> _EXTRACTED TEXT_:
******************************

Italian supermarket: R744 multiejector enhanced parallel compression system by Armin Hafner, SINTEF Energy Research
According to the IPCC/TEAP, the annual refrigerant leaks from commercial refrigeration units related to the total charge are between 15% and 20% in Europe and -30 % outside Europe. Phasing out the current H(C)FC systems in the near future with efficient systems applying natural working fluids would result in a significant reduction of the environmental impact of commercial refrigeration. Several actors have aimed special R&D efforts at the development of high efficiency R744 commercial refrigeration systems. The use of expansion work in combination with flooded evaporators has shown itself to be the key to outperforming current H(C)FC systems even in high ambient temperatures.
A new supermarket located in the Trento province in Italy was commissioned in September 2014. The supermarket is equipped with an ejector supported R744 parallel compression unit, which is also able to perform 100% of the AC load supplied with the ventilation system. This case study will describe the system and first measurements. It will also provide a comparison of various R744 ejector technologies applied in supermarkets.
CO2 heat-pump water heater for commercial use by Shigeru Yoshida, Mitsubishi Heavy Industries (MHI)

******************************

> _EXERCISE REQUIREMENTS_: Copy the text above about R744 refrigeration systems for supermarkets word for word, in full.

> _COLLECTED MATERIAL_:
******************************

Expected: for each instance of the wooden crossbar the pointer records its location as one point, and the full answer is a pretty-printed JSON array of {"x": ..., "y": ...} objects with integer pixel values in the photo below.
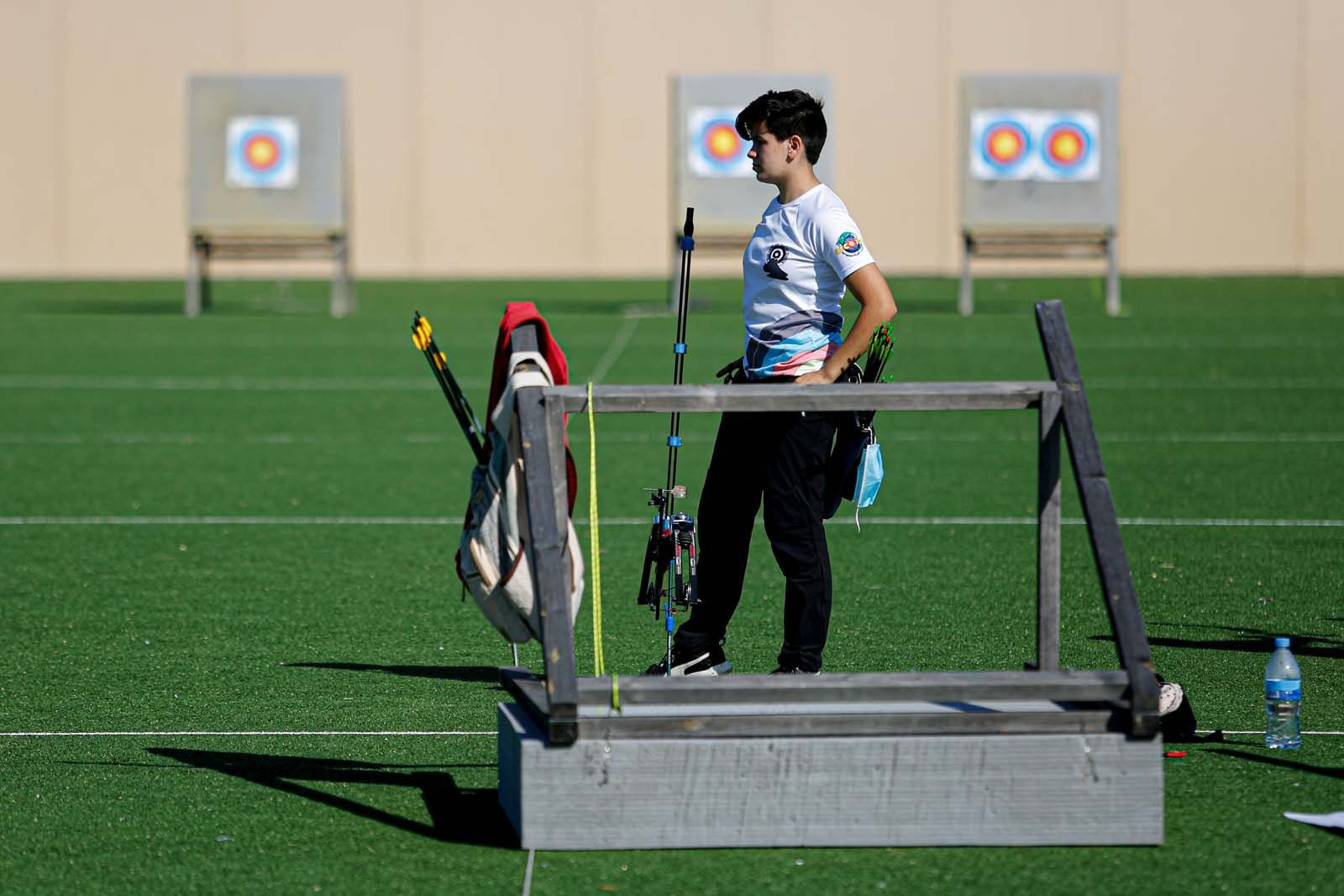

******************************

> _ANSWER FOR THIS EXERCISE_:
Italian supermarket: R744 multiejector enhanced parallel compression system by Armin Hafner, SINTEF Energy Research
According to the IPCC/TEAP, the annual refrigerant leaks from commercial refrigeration units related to the total charge are between 15% and 20% in Europe and -30 % outside Europe. Phasing out the current H(C)FC systems in the near future with efficient systems applying natural working fluids would result in a significant reduction of the environmental impact of commercial refrigeration. Several actors have aimed special R&D efforts at the development of high efficiency R744 commercial refrigeration systems. The use of expansion work in combination with flooded evaporators has shown itself to be the key to outperforming current H(C)FC systems even in high ambient temperatures.
A new supermarket located in the Trento province in Italy was commissioned in September 2014. The supermarket is equipped with an ejector supported R744 parallel compression unit, which is also able to perform 100% of the AC load supplied with the ventilation system. This case study will describe the system and first measurements. It will also provide a comparison of various R744 ejector technologies applied in supermarkets.
CO2 heat-pump water heater for commercial use by Shigeru Yoshida, Mitsubishi Heavy Industries (MHI)